• _Written instruction_: All of the data below must be repeated exactly.

+++

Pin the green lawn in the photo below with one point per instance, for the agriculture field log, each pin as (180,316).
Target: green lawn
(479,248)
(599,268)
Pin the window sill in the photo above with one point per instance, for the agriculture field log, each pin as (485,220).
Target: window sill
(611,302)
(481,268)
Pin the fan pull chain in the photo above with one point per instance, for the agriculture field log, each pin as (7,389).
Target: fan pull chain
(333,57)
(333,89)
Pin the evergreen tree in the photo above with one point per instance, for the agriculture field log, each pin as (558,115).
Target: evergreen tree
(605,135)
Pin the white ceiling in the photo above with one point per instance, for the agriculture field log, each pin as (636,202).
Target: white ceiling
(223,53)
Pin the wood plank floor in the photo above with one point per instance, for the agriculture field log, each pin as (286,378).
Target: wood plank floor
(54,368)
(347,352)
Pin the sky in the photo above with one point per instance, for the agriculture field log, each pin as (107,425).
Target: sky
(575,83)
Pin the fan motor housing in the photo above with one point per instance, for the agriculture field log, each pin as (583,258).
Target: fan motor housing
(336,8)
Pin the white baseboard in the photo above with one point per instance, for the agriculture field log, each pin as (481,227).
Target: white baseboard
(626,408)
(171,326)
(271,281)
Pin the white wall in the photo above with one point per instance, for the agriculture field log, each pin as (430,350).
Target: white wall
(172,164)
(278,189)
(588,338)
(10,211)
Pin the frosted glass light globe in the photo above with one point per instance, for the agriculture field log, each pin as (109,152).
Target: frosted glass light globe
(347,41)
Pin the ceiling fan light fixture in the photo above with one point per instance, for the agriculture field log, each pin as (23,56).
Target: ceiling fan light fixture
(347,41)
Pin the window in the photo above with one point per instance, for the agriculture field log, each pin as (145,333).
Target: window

+++

• _Answer to the task_:
Pin the green lawn in the photo below with one point per instance, for the agriculture field log, each pin as (180,316).
Target: green lawn
(479,248)
(599,268)
Pin the window sill in the photo above with one point per instance, for the agriculture field log, each pin as (485,220).
Target: window sill
(611,302)
(481,268)
Pin the fan pull chain in the photo above with one point per instance, for the agriculture field log, each pin as (7,389).
Target: fan pull chain
(333,57)
(333,89)
Pin the evergreen tree in the photo above with one point per instance, for the agriculture field log, each pin as (558,115).
Target: evergreen tree
(605,135)
Pin the white ceiling in the photo above with one point per instance, for the agriculture field log, each pin as (636,202).
Target: white ceiling
(223,53)
Pin the wood plank floor in the photo above with one point per instance, for the agriculture field log, each pin as (286,378).
Target: wood plank floor
(54,368)
(347,352)
Pin the sky in the photo above with one point per instance, for the agriculture field log, each pin as (107,425).
Target: sky
(575,83)
Pin the fan motor housing in the photo above with one point per instance, for the agriculture field log, each pin as (583,258).
Target: fan motor housing
(336,8)
Pin the white baseboard in the photo above with one point per instance, for the agriculture field log, each pin as (481,227).
Target: white baseboard
(626,408)
(171,326)
(271,281)
Pin the white wall in the photo above with one point per instance, for the agriculture field log, each pin as (430,350).
Target: white wall
(172,164)
(278,189)
(588,338)
(10,211)
Pin the frosted glass light globe in the photo above with one point per instance, for the agriculture field log, each pin as (109,152).
Target: frosted glass light globe
(347,41)
Pin the ceiling fan light fixture in the photo above with one point per instance, for the agriculture field log, each pin as (23,56).
Target: ceiling fan light fixture
(347,41)
Pin the window in the photo above with one point per instance, for the agriculture field log, each pin as (145,333).
Target: window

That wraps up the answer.